— START MATERIAL PROVIDED —

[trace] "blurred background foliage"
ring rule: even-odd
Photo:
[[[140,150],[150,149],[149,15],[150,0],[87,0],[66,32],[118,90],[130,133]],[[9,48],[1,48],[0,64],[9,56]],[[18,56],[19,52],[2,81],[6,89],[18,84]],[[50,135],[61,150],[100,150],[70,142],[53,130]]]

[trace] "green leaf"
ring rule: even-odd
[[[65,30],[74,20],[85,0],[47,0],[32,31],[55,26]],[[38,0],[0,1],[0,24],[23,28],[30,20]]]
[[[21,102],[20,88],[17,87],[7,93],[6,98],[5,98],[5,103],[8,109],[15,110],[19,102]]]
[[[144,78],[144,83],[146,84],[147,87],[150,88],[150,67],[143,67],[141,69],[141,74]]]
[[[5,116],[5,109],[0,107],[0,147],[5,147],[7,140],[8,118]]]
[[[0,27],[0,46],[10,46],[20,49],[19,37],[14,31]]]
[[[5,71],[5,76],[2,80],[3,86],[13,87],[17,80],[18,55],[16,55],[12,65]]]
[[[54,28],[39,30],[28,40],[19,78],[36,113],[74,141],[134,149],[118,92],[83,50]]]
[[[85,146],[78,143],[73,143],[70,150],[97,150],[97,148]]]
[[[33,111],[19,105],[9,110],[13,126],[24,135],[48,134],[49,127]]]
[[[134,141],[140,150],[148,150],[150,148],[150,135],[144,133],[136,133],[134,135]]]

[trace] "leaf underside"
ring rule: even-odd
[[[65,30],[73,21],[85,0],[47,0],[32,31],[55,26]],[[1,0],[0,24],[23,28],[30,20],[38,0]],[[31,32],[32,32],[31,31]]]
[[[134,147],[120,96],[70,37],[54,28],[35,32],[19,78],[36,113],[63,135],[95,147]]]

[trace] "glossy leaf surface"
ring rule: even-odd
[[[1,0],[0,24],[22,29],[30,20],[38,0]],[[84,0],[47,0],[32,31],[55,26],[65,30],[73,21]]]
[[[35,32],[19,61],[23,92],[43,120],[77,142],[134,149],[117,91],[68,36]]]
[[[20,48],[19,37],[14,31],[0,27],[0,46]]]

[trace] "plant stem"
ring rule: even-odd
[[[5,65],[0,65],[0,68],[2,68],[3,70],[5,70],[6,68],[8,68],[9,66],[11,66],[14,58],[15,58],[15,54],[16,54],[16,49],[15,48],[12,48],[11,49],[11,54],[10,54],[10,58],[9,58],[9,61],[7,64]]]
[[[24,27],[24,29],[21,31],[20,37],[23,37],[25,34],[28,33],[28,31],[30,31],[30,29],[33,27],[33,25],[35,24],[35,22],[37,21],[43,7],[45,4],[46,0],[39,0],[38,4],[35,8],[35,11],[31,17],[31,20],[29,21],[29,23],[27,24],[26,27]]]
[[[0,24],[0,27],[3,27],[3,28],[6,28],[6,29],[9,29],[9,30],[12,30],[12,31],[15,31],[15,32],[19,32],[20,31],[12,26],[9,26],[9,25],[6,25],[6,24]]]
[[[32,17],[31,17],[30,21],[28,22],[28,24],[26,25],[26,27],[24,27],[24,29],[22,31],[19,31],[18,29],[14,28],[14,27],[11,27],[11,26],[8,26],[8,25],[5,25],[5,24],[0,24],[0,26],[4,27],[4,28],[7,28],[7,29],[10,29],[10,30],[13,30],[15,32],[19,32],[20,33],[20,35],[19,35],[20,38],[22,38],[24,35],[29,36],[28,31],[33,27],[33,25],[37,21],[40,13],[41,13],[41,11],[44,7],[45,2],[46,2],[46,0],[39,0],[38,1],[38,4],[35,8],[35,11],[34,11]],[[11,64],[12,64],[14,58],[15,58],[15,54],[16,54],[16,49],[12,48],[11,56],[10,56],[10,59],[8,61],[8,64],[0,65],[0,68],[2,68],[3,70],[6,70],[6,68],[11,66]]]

— END MATERIAL PROVIDED —
— START MATERIAL PROVIDED —

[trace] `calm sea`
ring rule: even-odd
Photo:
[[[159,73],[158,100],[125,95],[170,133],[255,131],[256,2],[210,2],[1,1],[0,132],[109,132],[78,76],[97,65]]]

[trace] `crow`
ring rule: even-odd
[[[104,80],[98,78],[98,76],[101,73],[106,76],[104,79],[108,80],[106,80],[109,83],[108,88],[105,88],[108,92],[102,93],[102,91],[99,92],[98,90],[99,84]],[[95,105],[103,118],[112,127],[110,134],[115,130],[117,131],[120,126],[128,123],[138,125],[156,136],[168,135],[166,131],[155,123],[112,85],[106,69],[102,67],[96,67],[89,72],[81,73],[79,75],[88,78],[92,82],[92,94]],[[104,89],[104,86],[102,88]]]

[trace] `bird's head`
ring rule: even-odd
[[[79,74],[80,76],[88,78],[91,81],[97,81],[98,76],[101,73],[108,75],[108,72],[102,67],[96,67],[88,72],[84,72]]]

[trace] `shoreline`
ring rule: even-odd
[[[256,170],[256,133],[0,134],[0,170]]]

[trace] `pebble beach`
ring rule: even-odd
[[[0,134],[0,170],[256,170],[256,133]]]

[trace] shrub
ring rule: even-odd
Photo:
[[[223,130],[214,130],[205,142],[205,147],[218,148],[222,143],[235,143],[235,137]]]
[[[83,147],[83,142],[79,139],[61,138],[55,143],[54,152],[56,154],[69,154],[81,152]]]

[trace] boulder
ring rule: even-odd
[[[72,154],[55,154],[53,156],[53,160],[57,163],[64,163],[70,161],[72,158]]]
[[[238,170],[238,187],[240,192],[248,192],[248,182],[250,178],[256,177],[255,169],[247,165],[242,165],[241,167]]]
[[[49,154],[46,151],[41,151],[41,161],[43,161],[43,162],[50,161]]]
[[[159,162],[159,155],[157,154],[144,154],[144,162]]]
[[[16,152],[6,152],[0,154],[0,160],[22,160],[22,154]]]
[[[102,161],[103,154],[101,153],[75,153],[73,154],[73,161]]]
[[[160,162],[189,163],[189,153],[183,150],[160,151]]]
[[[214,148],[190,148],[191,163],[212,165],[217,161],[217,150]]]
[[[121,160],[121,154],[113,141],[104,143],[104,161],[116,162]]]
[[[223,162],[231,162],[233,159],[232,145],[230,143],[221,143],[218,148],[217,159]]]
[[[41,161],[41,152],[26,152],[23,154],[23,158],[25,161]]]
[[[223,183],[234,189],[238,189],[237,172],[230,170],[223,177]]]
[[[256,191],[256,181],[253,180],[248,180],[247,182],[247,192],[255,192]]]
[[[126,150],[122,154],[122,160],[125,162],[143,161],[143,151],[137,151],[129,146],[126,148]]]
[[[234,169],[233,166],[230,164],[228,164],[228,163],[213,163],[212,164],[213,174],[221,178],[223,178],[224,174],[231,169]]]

— END MATERIAL PROVIDED —

-- DIRECTIVE --
Extract every line of the material above that contains the string "leaf". Uppercase and lowercase letters count as different.

-- RIGHT ANSWER --
[trace] "green leaf"
[trace] "leaf underside"
[trace] "glossy leaf surface"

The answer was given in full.